Tra la fine del 1992 e la fine del 1993 i governi che si succedettero in quel tribolatissimo periodo della storia italiana, quando cioè l’opinione pubblica era terrorizzata dal rischio di un’escalation antidemocratica dopo gli scandali di corruzione politica e finanziaria e stragi di mafia, approvarono due importanti decreti legge in materia di servizio sanitario che cambiarono definitivamente la filosofia del comparto: quelle che un tempo erano presidi sanitari locali, detti altrimenti “Unità Sanitarie Locali”, vennero aziendalizzati e acquisirono la nuova denominazione di “Aziende Sanitarie Locali”, divenendo dei presidi di salute pubblica che rispondevano non più solo a logiche di servizio pubblico ma anche di concorrenza semi privatistica. Si volle cioè applicare alla sanità alcune logiche commerciali (mai dichiarate ma ormai evidenti) con lo scopo di incentivare i miglioramenti dei rispettivi centri. Questo ciò che sostennero i liberisti più entusiasti, mentre, tra le voci critiche vi fu chi sostenne che l’applicazione di tali logiche non avrebbe portato al miglioramento del servizio bensì al suo indebolimento nei luoghi più svantaggiati della penisola.
Il 28 giugno 1992 quella che allora era una delle dieci potenze economiche globali con un Servizio Sanitario di livello mondiale portò al vertice del suo esecutivo il Governo Amato, che rimase in carica fino all’aprile dell’anno dopo quando passò il testimone ad un altro esecutivo, il Governo Ciampi (29 aprile 1993-11 maggio 1994).
Questi furono dei cosiddetti “governi tecnici” cioè delle espressioni governative non frutto di un esito elettorale diretto bensì di un accordo in seno al Parlamento (Camera e Senato) con lo scopo di traghettare la stabilità politica verso lidi più tranquilli dopo le burrascose vicende di Tangentopoli e delle Stragi di mafia che misero in discussione, per la prima volta dopo la caduta del Fascismo, la tenuta democratica del paese.

DATI FORNITI ->
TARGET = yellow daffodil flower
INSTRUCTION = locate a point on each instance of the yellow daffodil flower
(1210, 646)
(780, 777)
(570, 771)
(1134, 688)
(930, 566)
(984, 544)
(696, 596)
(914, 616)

COMPITI DA SVOLGERE ->
[1] Traduci in inglese questa frase dell'estratto sulla riforma sanitaria: "Si volle cioè applicare alla sanità alcune logiche commerciali (mai dichiarate ma ormai evidenti) con lo scopo di incentivare i miglioramenti dei rispettivi centri."
[2] Nell'estratto sulla riforma sanitaria, sostituisci "Parlamento" con "Congresso" e riscrivi tutto da "Questi furono dei" giù fino a "democratica del paese.".
[3] Secondo l'estratto sulla riforma sanitaria, quale nuova denominazione acquisirono le "Unità Sanitarie Locali"?
Le righe non servono per svolgere il lavoro.

RISPOSTE ATTESE ->
[1] In other words, the aim was to apply certain commercial principles to healthcare (never declared but by now evident) in order to encourage improvements in the respective centers.

[2]
Questi furono dei cosiddetti “governi tecnici” cioè delle espressioni governative non frutto di un esito elettorale diretto bensì di un accordo in seno al Congresso (Camera e Senato) con lo scopo di traghettare la stabilità politica verso lidi più tranquilli dopo le burrascose vicende di Tangentopoli e delle Stragi di mafia che misero in discussione, per la prima volta dopo la caduta del Fascismo, la tenuta democratica del paese.

[3] Presero il nome di "Aziende Sanitarie Locali".